## YOUR OBJECTIVE:
Copy out every one of the items below word for word, with nothing added, dropped, or changed.

[Start GIVEN RECORDS]

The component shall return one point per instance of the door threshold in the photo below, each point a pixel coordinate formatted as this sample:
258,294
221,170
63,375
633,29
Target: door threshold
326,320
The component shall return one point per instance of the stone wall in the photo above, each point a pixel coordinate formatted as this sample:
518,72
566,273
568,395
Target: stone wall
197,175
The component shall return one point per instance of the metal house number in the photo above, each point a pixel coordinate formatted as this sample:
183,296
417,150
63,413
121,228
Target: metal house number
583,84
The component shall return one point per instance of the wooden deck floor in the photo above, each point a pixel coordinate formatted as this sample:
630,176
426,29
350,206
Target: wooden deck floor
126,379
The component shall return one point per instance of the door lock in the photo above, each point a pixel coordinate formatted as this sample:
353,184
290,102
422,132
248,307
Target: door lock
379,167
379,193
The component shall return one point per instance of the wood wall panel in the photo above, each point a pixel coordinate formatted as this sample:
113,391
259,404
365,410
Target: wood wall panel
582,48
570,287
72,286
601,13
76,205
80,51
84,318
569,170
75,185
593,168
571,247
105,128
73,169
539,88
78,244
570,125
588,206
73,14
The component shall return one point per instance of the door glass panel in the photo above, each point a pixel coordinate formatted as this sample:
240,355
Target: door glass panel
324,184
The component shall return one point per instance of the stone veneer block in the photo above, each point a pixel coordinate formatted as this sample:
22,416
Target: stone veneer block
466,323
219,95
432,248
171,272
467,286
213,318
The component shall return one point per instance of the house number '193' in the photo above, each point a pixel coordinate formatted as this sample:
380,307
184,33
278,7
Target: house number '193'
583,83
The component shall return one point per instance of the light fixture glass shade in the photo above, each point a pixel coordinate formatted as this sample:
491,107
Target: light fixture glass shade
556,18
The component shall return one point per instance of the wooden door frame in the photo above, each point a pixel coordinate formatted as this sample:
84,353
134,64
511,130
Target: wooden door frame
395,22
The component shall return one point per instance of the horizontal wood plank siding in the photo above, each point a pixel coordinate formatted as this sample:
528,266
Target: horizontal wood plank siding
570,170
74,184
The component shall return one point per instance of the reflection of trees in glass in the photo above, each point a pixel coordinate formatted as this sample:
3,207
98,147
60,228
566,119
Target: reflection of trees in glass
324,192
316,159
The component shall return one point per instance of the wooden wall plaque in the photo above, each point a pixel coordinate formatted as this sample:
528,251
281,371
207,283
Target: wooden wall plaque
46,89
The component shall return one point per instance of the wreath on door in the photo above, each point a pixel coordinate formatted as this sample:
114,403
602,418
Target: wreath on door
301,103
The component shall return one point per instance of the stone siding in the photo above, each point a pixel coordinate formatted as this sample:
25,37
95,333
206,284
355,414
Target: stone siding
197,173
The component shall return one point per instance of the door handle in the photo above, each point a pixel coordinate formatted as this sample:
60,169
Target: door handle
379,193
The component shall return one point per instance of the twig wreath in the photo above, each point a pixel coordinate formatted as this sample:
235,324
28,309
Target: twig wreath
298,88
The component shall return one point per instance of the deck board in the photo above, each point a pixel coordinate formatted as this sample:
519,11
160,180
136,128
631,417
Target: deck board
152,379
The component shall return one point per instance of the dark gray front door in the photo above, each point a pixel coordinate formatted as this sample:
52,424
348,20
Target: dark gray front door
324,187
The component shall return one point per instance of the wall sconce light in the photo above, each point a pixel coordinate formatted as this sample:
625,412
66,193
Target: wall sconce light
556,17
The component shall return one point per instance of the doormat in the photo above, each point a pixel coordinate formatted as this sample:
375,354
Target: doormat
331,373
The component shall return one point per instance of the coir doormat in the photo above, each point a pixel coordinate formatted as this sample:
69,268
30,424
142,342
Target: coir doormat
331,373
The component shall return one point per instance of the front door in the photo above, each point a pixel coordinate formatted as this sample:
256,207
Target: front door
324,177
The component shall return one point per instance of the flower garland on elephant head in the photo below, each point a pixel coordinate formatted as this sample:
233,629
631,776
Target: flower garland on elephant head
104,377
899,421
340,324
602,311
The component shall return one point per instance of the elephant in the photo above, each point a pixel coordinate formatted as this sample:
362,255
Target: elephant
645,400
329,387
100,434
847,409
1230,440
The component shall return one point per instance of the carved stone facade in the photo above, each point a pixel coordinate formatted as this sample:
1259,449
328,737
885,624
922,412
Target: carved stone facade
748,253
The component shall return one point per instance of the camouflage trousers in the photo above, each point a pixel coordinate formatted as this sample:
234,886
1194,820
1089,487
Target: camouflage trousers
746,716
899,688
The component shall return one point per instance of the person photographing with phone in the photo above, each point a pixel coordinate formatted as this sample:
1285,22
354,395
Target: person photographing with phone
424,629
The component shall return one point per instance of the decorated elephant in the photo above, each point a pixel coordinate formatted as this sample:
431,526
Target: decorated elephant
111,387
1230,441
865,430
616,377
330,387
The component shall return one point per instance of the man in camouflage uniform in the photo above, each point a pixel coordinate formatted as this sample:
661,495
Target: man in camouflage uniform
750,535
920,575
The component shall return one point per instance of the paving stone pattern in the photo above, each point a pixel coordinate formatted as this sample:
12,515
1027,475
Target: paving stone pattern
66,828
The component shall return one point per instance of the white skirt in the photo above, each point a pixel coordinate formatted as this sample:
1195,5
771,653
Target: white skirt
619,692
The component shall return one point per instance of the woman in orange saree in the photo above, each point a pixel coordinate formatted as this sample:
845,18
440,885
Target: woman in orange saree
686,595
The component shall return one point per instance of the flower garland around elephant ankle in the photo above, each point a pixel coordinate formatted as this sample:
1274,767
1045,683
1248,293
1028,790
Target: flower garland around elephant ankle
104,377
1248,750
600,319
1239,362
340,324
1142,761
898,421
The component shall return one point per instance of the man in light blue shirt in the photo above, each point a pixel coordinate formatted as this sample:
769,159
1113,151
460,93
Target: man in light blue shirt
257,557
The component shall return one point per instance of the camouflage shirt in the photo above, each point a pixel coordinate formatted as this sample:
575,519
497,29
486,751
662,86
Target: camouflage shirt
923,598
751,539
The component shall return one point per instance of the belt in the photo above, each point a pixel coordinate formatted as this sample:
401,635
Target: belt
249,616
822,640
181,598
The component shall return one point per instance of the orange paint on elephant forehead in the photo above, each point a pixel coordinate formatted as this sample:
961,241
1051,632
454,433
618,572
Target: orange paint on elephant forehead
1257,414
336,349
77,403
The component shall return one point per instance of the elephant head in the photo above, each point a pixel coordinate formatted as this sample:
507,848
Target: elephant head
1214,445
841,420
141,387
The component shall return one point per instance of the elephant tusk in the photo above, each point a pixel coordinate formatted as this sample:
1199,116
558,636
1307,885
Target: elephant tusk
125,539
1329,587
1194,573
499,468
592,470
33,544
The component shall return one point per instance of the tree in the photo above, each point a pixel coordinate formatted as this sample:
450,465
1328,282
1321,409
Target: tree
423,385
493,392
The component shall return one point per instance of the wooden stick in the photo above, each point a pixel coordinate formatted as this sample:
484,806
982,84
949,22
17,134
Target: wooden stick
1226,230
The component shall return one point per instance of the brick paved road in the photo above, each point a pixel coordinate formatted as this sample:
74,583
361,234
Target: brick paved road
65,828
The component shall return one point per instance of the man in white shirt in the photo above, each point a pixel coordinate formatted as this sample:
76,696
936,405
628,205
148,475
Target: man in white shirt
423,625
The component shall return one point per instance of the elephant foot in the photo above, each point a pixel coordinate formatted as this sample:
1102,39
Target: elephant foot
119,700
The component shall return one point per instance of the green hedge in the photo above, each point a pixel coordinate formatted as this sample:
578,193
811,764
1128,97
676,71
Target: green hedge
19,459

[End GIVEN RECORDS]

## CORRECT RESULT:
The component shall return one point per instance of the door threshold in the photo below, each point a pixel coordinate formatted as this sample:
258,294
221,170
63,375
633,29
Target: door threshold
326,320
The component shall return one point per instance of the stone wall in the photo above, each point a pixel coordinate formatted as this sample:
518,72
566,273
568,395
Target: stone wall
197,175
The component shall return one point per instance of the metal house number in the photo above, each point a pixel coordinate formatted as this sample:
183,296
417,150
63,413
121,228
Target: metal house number
583,84
The component shall return one point per instance of the wooden deck floor in the photo above, each point a pixel coordinate formatted as this sample:
630,176
426,29
350,206
Target: wooden deck floor
126,379
The component shall return one point per instance of the door lock in the photo above, each point a pixel coordinate formatted as this sample:
353,184
290,102
422,132
248,307
Target: door lock
379,167
379,193
The component shall return one point per instance of the wood wall panel in the photo above, each point a pixel coordinate formatted as this sample:
113,391
259,404
365,410
Target: wood wall panel
582,48
570,287
72,286
601,13
76,205
80,51
84,318
569,170
75,185
593,168
571,247
105,128
73,169
539,88
78,244
570,125
588,206
73,14
The component shall return one point per instance of the door glass panel in the photo above, each point a pixel coordinate formatted as this sample:
240,355
Target: door glass panel
324,184
The component shall return one point per instance of the stone veneer block in the photo above, each point a pixel coordinate formatted as this sample:
22,416
Target: stone veneer block
466,323
219,95
432,248
171,272
467,286
213,318
The component shall return one point per instance of the house number '193' in the photo above, each point a pixel coordinate formatted as this sample:
380,307
184,33
278,7
Target: house number '193'
583,83
The component shall return one point per instance of the light fixture glass shade in the photo above, each point a pixel coordinate formatted as this sample:
491,107
Target: light fixture glass shade
556,18
The component shall return one point per instance of the wooden door frame in the photo above, each point a pixel coordinate formatted as this sample:
84,353
134,64
511,130
Target: wooden door frame
395,22
The component shall return one point per instance of the horizontal wood plank siding in the photo above, each point a pixel coordinate formatted as this sample:
528,266
Target: horizontal wood plank siding
570,170
74,184
The component shall return one point per instance of the reflection of trees in glass in the photo above, each point a pixel coordinate formatted as this sample:
3,207
98,147
60,228
566,119
Target: reflection of trees in glass
324,192
316,159
The component shall return one point per instance of the wooden wall plaque in the photo above, each point a pixel coordinate formatted as this sample:
528,251
281,371
207,283
Target: wooden wall plaque
46,89
The component shall return one point per instance of the wreath on door in the photo above, each point a pixel coordinate formatted as this sample:
114,403
602,418
Target: wreath on door
301,103
The component shall return one point per instance of the stone siding in the photo above, each point a pixel coordinate formatted as this sample:
25,37
95,333
206,284
355,414
Target: stone siding
197,173
The component shall return one point per instance of the door handle in the photo above, each point a pixel coordinate formatted as this sample:
60,169
Target: door handle
379,193
The component shall return one point per instance of the twig wreath in the photo above, each point a pixel coordinate formatted as this sample:
235,324
28,309
Target: twig wreath
298,88
The component shall return one point per instance of the deck board in the photo above, each point a pixel coordinate formatted as this sample:
519,11
160,180
136,128
631,417
Target: deck board
152,379
The component shall return one point per instance of the dark gray front door in the photo above, each point a pixel coordinate formatted as this sample:
52,424
348,20
Target: dark gray front door
324,187
The component shall return one point per instance of the wall sconce light in the photo above, each point a pixel coordinate formatted as this sample:
625,412
66,193
Target: wall sconce light
556,17
The component shall return one point per instance of the doormat in the photo above, each point a pixel coordinate formatted as this sample:
375,354
Target: doormat
331,373
The component shall return one point per instance of the coir doormat in the photo above, each point a pixel coordinate formatted as this sample:
69,268
30,424
142,342
Target: coir doormat
331,373
The component shall return one point per instance of the front door in the photo above, each point a pixel coordinate formatted as this sample:
256,207
Target: front door
324,177
The component shall return one point per instance of the flower garland on elephant head in the photo below, each point a pixel coordinate formatted as this sample:
233,629
631,776
Target: flower garland on elephant head
104,377
899,421
340,324
602,311
The component shall return one point per instance of the elephant in the photo above, each point a pixel coordinate formatted as this sample:
362,255
Target: elephant
645,400
329,387
100,434
847,409
1230,440
The component shall return one point per instance of the carved stone facade in the photo above, each point a pixel coordinate formatted as this sample:
1259,449
328,737
885,624
922,412
Target: carved stone facade
748,253
The component shall return one point per instance of the camouflage trousers in the photo above, each point a pixel coordinate formatted as this sample:
234,886
1194,820
1089,487
Target: camouflage trousers
746,716
899,688
The component shall return one point per instance of the person photographing with phone in the photo above, each point a pixel coordinate formatted as this sample:
1285,22
354,395
Target: person photographing with phone
424,629
The component shall return one point per instance of the decorated elephant in the photo above, each point a pixel coordinate formatted as this sample:
431,526
Target: decorated elephant
111,387
1230,441
865,430
616,377
330,387
The component shall return one point per instance of the man in camouflage uniform in the photo above, each point a pixel coordinate formatted as this sample:
661,495
Target: man in camouflage uniform
750,535
920,575
The component shall return one point per instance of the paving stone pattern in the photo above, each point a pixel coordinate formatted as this sample:
12,515
1027,475
Target: paving stone pattern
66,828
The component shall return one point per instance of the white skirt in the photo above, each point a pixel coordinate formatted as this sample:
1195,5
771,653
Target: white skirt
619,692
The component shall return one point per instance of the woman in orange saree in the photo above, each point a pixel coordinate formatted as this sample:
845,18
440,885
Target: woman in orange saree
686,595
The component shall return one point per instance of the flower garland around elephant ankle in the photo above, each point a pixel coordinate formatted as this sample:
1274,767
1045,683
1248,293
1028,790
Target: flower garland around elephant ankle
104,377
1248,750
600,319
1239,362
340,324
1142,761
898,421
The component shall return one point per instance of the man in light blue shirt in the photo above, each point a pixel coordinate formatted as this sample:
769,159
1113,151
460,93
Target: man in light blue shirt
257,557
The component shall return one point per instance of the camouflage shirt in the photo above, each point a pixel coordinate formatted as this sample:
575,519
497,29
486,751
662,86
Target: camouflage shirt
923,598
751,539
The component shall return one point per instance of the belt in the photo above, each point a pixel coordinate formatted as this sample:
401,635
Target: belt
249,616
822,640
181,598
The component shall return one point per instance of the orange paint on elephant forehead in the photo above, each point a pixel coordinate formatted as this sample:
961,241
1051,632
454,433
618,572
Target: orange paint on elephant forehead
1257,414
336,349
77,403
The component shall return one point per instance of the elephant head in the photo above, each point a pixel coordinate formatted as this sample:
507,848
Target: elephant head
1214,445
841,420
141,387
The component shall return one point per instance of the elephant tusk in the photo above, each point a pixel coordinate formatted as this sample:
1199,116
558,636
1307,885
Target: elephant tusk
125,539
1329,587
1194,573
499,468
592,470
33,544
The component shall return one point per instance of the tree in the photo above, each point a pixel coordinate formatted as this sample:
450,465
1328,282
1321,409
Target: tree
423,385
493,392
The component shall return one point per instance of the wooden stick in the photo above, each point a pixel coordinate formatted as this sample:
484,806
982,84
949,22
17,134
Target: wooden stick
1226,230
The component shall return one point per instance of the brick paved road in the photo above, each point a pixel coordinate formatted as this sample:
74,583
361,234
Target: brick paved road
65,828
The component shall return one point per instance of the man in white shirt in the photo above, each point a pixel coordinate formatted as this sample:
76,696
936,405
628,205
148,475
Target: man in white shirt
423,625
The component shall return one point per instance of the elephant foot in the photo above, each point a pixel coordinate formatted as this sample:
1102,39
Target: elephant foot
119,700
The component shall return one point per instance of the green hedge in the photo above, each point a pixel coordinate formatted as this sample:
578,193
811,764
1128,97
676,71
Target: green hedge
19,459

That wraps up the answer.